= STATED PROBLEM =
Copy, in full, every line of the items below that contains the word "white".

= MATERIAL PROVIDED =
## Begin
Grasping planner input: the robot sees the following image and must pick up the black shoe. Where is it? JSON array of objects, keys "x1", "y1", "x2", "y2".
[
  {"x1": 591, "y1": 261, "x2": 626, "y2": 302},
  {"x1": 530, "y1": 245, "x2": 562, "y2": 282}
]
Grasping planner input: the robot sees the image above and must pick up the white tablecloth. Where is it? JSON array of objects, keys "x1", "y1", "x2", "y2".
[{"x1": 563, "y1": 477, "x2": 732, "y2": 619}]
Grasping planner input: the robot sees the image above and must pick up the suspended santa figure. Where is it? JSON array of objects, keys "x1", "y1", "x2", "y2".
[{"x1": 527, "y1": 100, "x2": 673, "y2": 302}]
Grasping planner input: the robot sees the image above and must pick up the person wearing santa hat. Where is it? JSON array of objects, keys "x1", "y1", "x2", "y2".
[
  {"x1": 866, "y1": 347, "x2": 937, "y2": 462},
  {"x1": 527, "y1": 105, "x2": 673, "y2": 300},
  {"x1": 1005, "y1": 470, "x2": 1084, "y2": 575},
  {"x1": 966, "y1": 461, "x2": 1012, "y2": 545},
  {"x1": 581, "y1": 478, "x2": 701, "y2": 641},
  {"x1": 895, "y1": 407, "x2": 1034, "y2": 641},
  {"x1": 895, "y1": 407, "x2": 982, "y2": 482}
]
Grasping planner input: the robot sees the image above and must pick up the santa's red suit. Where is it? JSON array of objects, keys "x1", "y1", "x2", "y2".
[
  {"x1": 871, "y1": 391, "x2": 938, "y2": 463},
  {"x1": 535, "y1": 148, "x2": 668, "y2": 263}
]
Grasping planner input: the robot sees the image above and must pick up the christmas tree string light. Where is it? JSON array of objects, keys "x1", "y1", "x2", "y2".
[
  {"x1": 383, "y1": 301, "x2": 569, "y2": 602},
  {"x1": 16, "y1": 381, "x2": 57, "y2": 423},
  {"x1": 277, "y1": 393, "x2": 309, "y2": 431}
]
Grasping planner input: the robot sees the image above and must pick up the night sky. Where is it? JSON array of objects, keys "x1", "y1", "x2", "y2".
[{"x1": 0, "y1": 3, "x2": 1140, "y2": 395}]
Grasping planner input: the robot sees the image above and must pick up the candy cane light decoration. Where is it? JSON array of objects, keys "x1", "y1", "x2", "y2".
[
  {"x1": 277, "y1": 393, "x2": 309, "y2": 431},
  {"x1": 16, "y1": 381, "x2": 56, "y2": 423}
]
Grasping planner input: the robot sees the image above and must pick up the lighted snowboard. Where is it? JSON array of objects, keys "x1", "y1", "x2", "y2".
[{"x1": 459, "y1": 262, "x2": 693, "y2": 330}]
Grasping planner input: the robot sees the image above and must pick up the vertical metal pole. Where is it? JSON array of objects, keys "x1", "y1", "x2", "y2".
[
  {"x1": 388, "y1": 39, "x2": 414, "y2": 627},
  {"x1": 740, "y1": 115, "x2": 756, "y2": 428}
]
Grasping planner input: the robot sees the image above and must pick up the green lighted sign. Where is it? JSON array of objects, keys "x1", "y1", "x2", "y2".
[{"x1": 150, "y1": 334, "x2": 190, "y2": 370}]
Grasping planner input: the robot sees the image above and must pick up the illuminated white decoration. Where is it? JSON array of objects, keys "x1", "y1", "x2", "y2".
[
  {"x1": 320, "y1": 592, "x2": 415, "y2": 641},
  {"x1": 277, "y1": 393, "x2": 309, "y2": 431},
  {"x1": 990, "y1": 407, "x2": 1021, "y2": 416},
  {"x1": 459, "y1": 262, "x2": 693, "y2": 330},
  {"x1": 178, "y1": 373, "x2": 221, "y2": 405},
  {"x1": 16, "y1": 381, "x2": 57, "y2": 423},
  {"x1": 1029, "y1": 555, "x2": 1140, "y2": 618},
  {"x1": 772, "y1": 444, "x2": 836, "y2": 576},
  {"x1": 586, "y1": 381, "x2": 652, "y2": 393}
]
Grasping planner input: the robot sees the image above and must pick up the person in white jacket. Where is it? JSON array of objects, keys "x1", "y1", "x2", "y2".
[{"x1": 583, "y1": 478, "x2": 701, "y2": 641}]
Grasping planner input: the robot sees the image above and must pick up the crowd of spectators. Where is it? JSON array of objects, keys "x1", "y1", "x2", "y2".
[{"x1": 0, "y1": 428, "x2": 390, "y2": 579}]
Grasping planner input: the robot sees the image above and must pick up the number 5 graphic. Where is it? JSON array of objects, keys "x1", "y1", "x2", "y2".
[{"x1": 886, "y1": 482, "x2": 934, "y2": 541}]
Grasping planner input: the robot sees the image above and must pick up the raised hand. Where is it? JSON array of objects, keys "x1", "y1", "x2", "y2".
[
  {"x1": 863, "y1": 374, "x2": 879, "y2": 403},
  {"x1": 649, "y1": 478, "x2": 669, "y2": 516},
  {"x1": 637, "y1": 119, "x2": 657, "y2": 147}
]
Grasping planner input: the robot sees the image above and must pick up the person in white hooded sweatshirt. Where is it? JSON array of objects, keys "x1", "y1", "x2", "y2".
## End
## Begin
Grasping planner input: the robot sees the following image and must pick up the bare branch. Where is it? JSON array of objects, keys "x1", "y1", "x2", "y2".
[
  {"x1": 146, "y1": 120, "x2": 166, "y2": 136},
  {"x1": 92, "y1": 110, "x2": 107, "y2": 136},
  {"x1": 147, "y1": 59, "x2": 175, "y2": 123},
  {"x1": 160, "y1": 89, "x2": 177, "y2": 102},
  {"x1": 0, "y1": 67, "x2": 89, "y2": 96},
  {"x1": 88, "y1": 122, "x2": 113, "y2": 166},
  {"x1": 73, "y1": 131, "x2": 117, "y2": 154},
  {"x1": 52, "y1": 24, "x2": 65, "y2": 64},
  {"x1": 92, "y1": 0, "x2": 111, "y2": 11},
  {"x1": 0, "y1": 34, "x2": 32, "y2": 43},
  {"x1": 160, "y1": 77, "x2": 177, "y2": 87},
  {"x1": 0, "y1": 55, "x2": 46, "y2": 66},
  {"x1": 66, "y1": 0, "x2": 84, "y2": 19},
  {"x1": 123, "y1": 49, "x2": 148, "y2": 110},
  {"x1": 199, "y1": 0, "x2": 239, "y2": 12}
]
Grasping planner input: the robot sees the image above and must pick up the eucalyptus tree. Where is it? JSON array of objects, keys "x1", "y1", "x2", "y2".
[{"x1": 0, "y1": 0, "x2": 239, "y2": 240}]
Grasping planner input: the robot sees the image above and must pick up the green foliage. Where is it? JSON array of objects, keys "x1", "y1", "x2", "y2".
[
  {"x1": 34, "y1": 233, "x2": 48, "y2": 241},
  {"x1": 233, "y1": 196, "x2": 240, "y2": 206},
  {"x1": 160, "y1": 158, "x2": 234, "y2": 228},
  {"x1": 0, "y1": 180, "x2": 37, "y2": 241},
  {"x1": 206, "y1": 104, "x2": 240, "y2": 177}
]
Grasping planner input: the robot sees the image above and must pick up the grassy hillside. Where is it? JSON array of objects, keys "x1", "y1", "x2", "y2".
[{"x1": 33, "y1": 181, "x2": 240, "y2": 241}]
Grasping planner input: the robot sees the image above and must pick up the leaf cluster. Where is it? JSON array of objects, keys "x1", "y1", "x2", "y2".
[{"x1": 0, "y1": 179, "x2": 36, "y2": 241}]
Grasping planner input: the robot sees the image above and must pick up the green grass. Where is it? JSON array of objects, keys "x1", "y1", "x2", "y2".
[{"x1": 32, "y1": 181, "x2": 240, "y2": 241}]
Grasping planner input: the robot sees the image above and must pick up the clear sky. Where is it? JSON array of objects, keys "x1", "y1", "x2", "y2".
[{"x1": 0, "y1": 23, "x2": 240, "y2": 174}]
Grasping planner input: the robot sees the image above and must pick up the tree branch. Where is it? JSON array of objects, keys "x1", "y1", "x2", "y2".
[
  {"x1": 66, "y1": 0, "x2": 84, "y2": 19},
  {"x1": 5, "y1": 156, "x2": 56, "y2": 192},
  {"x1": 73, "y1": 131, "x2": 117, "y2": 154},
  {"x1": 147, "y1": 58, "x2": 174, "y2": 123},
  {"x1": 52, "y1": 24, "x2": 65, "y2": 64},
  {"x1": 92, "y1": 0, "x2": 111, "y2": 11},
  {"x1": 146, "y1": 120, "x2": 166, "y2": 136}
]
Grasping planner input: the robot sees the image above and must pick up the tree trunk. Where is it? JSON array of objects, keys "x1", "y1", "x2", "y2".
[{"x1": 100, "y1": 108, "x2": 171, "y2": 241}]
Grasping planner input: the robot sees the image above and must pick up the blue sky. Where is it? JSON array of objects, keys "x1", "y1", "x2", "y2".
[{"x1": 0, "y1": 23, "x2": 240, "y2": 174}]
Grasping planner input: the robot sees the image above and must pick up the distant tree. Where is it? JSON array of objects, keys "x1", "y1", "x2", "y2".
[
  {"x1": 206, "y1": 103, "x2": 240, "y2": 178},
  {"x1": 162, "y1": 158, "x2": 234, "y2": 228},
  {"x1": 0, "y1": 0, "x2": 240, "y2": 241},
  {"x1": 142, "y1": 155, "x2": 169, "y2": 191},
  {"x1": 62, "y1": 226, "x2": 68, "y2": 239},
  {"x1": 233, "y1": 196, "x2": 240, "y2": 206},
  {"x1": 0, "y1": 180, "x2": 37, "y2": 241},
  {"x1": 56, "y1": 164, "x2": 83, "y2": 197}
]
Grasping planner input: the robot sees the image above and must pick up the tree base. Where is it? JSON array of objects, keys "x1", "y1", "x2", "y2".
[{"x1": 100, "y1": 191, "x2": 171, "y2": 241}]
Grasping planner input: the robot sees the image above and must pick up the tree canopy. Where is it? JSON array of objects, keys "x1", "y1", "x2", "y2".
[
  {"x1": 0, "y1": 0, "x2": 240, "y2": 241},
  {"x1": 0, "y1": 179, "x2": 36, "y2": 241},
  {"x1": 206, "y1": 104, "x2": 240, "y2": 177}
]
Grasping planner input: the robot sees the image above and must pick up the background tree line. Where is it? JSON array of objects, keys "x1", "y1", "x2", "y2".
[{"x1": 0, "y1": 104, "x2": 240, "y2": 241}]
## End
## Begin
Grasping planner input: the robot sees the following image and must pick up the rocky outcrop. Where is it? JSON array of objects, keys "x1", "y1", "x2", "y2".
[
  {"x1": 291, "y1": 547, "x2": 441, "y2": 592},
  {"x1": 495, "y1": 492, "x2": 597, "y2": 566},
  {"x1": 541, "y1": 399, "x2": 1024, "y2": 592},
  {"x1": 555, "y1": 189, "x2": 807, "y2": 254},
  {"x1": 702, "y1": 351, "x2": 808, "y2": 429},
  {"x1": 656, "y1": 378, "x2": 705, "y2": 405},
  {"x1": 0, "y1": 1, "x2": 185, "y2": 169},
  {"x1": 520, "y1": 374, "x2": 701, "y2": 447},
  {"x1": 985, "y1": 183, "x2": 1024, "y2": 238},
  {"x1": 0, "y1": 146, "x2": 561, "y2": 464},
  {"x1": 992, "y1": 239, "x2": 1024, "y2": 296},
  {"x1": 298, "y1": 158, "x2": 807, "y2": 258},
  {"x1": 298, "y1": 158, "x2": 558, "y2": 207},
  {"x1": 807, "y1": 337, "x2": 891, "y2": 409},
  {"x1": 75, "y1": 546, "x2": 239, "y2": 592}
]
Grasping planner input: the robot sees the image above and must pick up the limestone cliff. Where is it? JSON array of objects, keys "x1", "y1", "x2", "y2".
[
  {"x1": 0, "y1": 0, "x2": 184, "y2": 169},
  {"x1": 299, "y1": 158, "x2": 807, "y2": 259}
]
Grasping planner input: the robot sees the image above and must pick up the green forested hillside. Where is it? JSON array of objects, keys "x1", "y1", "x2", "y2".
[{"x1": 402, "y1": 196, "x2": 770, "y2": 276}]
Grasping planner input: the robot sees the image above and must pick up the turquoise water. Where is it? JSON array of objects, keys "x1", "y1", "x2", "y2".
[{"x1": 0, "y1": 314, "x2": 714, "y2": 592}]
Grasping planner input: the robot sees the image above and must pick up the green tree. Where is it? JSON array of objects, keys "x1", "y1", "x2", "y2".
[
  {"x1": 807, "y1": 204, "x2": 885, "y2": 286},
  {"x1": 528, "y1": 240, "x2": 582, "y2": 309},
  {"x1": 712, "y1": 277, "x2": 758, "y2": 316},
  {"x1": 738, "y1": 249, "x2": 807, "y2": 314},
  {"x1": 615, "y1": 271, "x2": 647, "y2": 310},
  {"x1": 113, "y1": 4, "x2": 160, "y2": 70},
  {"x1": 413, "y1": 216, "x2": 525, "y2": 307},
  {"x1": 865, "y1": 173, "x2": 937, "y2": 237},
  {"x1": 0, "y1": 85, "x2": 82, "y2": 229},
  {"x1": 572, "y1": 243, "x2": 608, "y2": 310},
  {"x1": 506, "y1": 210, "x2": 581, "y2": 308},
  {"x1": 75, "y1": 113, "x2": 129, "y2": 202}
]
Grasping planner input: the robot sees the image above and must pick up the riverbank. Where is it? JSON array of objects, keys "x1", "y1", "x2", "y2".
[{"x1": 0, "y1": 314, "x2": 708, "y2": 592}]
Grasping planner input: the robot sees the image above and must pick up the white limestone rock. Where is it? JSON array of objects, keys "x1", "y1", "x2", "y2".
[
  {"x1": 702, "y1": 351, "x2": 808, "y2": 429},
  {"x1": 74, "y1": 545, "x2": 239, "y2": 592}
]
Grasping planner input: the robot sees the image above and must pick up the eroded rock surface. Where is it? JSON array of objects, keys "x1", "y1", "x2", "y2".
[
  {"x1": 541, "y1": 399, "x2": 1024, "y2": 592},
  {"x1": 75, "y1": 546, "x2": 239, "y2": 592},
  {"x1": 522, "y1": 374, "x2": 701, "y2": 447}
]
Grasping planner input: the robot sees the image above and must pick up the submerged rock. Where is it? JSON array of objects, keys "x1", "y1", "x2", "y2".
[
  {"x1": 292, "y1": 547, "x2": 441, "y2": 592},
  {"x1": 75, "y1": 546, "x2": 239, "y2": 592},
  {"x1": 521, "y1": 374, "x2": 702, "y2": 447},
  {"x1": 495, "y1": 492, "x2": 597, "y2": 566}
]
## End
= REPLY =
Grasping planner input: the robot sees the image above and must pick up the white tablecloth. Where is it? JSON array of objects, keys "x1", "y1", "x2", "y2".
Grasping planner input: the robot sees the image above and must pick up the illuminated white decoration. Where is it? JSON array of objects, keys "x1", "y1", "x2", "y2".
Grasping planner input: the robot sees the image above and must pick up the person in white jacket. Where is it? JSON array of objects, keys "x1", "y1", "x2", "y2".
Grasping planner input: the robot sees the image above and must pick up the person in white hooded sweatshirt. Where is it? JSON array of objects, keys "x1", "y1", "x2", "y2".
Grasping planner input: the robot sees the image above and must pick up the white limestone rock. Where is it? JSON array of objects, keys "x1", "y1", "x2", "y2".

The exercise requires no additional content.